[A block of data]
[Start]
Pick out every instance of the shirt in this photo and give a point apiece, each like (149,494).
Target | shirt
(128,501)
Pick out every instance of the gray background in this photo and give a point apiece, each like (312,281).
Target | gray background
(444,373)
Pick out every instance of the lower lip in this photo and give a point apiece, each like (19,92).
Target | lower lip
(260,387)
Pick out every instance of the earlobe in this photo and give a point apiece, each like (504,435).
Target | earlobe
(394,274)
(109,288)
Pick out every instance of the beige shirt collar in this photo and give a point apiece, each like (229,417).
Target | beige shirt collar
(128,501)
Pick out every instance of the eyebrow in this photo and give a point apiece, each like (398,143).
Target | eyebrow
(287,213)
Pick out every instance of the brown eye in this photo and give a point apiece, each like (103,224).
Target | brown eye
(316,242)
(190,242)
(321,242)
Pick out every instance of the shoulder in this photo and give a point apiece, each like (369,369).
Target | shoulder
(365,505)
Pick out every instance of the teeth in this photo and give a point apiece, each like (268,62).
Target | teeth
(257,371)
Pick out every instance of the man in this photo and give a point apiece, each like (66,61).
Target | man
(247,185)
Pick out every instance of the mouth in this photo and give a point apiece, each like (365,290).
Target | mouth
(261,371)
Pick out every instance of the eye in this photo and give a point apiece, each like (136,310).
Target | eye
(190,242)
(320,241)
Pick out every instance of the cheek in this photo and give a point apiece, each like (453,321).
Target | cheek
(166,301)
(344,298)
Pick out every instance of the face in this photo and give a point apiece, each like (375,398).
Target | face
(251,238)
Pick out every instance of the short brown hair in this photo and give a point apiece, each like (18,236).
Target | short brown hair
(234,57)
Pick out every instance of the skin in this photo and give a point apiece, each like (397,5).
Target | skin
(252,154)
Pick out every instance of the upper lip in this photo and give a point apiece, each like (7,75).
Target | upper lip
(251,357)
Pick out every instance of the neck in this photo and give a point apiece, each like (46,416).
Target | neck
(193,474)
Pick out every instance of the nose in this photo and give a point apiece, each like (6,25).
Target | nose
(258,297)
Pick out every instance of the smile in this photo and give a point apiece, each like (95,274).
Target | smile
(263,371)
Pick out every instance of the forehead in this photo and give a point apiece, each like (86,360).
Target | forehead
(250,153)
[End]
DIRECTION:
Copy out the data word for word, starting at the line that contains "Pick out every instance of the upper" and ending at the last line of the data, both ends included.

SOLUTION:
Pick out every instance of the upper lip in this photo and give a point apiece, each like (7,75).
Target | upper lip
(251,357)
Pick out every instance of the neck in this photo and give a point apiece, each like (46,416).
Target | neck
(193,474)
Pick out every instance of the nose in this photo and give a point apiece, each like (6,25).
Target | nose
(258,297)
Pick out every instance of the smile in this photo and give a point apiece, each like (95,274).
Target | smile
(263,371)
Pick out every instance of the forehead in this photo and give a point apiece, each like (86,360).
Target | forehead
(250,153)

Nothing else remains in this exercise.